**Task requirements**:
Return the listing below in full, with every line exactly as it is.

^^^^^^^^

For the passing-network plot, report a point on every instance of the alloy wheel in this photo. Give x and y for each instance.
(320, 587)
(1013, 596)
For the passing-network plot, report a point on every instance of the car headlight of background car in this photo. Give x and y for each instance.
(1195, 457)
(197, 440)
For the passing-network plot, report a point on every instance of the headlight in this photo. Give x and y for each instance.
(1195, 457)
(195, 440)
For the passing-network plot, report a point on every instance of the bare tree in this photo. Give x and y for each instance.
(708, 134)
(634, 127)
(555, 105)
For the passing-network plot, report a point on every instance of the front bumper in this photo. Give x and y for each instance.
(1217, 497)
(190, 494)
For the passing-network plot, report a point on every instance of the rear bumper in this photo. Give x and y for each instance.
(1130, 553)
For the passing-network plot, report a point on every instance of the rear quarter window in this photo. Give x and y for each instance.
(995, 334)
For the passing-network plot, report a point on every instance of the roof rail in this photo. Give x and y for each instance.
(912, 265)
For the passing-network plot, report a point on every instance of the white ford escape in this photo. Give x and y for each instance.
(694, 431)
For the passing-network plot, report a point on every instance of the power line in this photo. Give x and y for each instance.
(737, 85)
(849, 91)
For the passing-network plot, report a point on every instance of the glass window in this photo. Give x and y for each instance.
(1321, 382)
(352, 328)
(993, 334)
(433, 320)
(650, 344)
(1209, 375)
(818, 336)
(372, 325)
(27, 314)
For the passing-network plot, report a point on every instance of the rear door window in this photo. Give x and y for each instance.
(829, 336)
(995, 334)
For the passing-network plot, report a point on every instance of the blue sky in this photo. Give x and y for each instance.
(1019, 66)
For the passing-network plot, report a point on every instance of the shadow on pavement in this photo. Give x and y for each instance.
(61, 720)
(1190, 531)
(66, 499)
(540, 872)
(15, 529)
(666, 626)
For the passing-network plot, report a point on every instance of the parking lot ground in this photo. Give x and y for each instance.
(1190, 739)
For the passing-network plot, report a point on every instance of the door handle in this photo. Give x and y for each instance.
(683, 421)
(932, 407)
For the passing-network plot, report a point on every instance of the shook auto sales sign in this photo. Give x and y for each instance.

^^^^^^^^

**Task answer**:
For the passing-network plot, report a point on every instance of the alloy wheel in this photo. Give x and y for each instance.
(320, 587)
(1013, 596)
For the passing-network plot, report a point on every instance of the car headlight of background car in this photo. Give x and y for each instance.
(1195, 457)
(197, 440)
For the passing-network plot, report a point on every instance of the headlight in this photo. Give x and y for each instance.
(1195, 457)
(195, 440)
For the passing-network plot, report a point on every instance of the bare tree in this photo. Give x and y for each instance.
(708, 134)
(634, 127)
(555, 105)
For the passing-network plot, report a point on every instance of the front bumper in this photo. Give x and y for each instance.
(1217, 497)
(190, 494)
For the passing-network plot, report a point on every instance of the rear bumper in this photo. Give x and y for each instance.
(1130, 553)
For the passing-network plot, report a point on every instance of the rear quarter window in this photo. Give x and y for each instance.
(995, 334)
For the passing-network plot, report a point on every instance of the roof rail in this photo. Give x and y for each instance.
(912, 265)
For the passing-network plot, report a point on every instance of the white ford escape in this photo. Give x and y for each instance.
(694, 431)
For the passing-network plot, report a point on every instance of the power line in this photo. Give x and y for each instance.
(737, 85)
(849, 91)
For the passing-network plot, report a point on every instance of the glass window in this photo. Give x and y for each instance.
(1321, 382)
(352, 328)
(993, 334)
(433, 320)
(650, 344)
(1209, 375)
(818, 336)
(372, 325)
(27, 314)
For the passing-network plot, report a point on every instance of the rear door window in this photo. Give x and y for each instance.
(829, 336)
(995, 334)
For the passing-network plot, report a point on every instance of the blue sky in this photo. Give x and y for each instance.
(1019, 66)
For the passing-network plot, report a point on every instance of the shadow on pavement in this photo. Give x and y for each instance.
(61, 720)
(1190, 531)
(66, 499)
(540, 872)
(15, 529)
(666, 626)
For the passing-network plot, report a point on every instance of the parking lot ground in this photo. Give x and y for each instance.
(1190, 739)
For the passing-network plot, report a point on every instance of the door handle in this photo. Give x and y for each instance.
(683, 421)
(932, 407)
For the passing-network plot, report a point on every instance of the shook auto sales sign in this photo. Give x and y for each instance.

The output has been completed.